■ **PROVIDED DATA**
──────────────────────────────

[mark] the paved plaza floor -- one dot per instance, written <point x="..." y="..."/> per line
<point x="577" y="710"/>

──────────────────────────────

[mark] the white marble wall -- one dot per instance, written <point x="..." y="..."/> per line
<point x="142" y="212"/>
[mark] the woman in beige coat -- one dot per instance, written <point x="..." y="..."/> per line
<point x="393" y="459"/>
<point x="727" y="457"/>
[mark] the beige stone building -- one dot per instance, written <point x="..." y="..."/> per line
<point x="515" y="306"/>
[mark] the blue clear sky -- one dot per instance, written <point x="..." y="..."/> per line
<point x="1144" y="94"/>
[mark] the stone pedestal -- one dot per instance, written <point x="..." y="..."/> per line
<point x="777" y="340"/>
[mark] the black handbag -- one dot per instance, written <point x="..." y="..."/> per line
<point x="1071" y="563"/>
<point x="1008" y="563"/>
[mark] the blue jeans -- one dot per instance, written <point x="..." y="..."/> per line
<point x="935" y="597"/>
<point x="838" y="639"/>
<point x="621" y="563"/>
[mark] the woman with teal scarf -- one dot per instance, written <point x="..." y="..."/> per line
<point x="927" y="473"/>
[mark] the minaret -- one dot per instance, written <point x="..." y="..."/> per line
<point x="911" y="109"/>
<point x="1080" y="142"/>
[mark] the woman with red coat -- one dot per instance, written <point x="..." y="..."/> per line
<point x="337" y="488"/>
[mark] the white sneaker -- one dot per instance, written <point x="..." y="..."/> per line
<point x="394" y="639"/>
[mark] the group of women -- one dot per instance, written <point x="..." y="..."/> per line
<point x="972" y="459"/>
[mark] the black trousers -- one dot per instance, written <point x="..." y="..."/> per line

──────────────────────────────

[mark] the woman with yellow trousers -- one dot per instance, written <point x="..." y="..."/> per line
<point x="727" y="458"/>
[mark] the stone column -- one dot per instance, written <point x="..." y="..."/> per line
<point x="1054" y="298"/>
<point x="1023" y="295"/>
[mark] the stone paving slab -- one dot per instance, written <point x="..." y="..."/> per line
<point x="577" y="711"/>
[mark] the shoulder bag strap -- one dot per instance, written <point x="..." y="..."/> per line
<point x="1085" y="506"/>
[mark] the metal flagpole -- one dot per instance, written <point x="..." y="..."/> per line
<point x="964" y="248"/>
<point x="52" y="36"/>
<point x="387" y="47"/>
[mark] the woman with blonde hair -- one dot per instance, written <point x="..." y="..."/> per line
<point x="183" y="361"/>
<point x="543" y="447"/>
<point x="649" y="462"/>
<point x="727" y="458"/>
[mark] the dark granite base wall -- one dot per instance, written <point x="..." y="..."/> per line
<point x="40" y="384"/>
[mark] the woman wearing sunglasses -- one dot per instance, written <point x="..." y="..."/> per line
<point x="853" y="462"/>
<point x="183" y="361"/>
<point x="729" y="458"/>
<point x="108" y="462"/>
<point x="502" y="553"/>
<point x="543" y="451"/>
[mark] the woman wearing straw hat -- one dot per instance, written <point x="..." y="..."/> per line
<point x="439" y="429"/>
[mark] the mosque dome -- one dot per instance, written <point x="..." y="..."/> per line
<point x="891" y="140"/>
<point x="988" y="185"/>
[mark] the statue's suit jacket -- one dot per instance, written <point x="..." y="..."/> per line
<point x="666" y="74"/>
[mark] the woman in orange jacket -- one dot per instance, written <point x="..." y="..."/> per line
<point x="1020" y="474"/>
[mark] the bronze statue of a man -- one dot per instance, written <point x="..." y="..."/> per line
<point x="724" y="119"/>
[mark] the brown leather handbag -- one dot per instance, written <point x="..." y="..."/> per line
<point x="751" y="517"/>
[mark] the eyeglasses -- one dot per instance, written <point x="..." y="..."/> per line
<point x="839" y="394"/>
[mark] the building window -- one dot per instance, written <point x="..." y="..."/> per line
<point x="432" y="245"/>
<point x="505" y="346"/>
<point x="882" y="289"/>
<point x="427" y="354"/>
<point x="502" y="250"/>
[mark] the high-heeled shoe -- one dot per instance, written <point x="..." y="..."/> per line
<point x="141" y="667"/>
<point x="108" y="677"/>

──────────────────────────────

■ **TASK PROMPT**
Please, from the entries above, set down exactly the lines from the one containing "[mark] the black handbag" through the one containing "[mark] the black trousers", and only those.

■ **REPLY**
[mark] the black handbag -- one dot per instance, written <point x="..." y="..."/> per line
<point x="1071" y="563"/>
<point x="1008" y="563"/>
[mark] the blue jeans -- one dot per instance, written <point x="..." y="..."/> per line
<point x="935" y="597"/>
<point x="838" y="639"/>
<point x="621" y="563"/>
[mark] the woman with teal scarf -- one dot per instance, written <point x="..." y="..."/> per line
<point x="927" y="473"/>
[mark] the minaret -- one dot per instance, written <point x="..." y="..."/> per line
<point x="911" y="109"/>
<point x="1080" y="142"/>
[mark] the woman with red coat -- one dot per instance, written <point x="..." y="..."/> per line
<point x="337" y="488"/>
[mark] the white sneaker -- one dot per instance, written <point x="..." y="..."/> per line
<point x="394" y="639"/>
[mark] the group of women -- one dot per instance, written <point x="..." y="..."/> per line
<point x="972" y="459"/>
[mark] the black trousers -- one dot per instance, written <point x="..." y="..."/> per line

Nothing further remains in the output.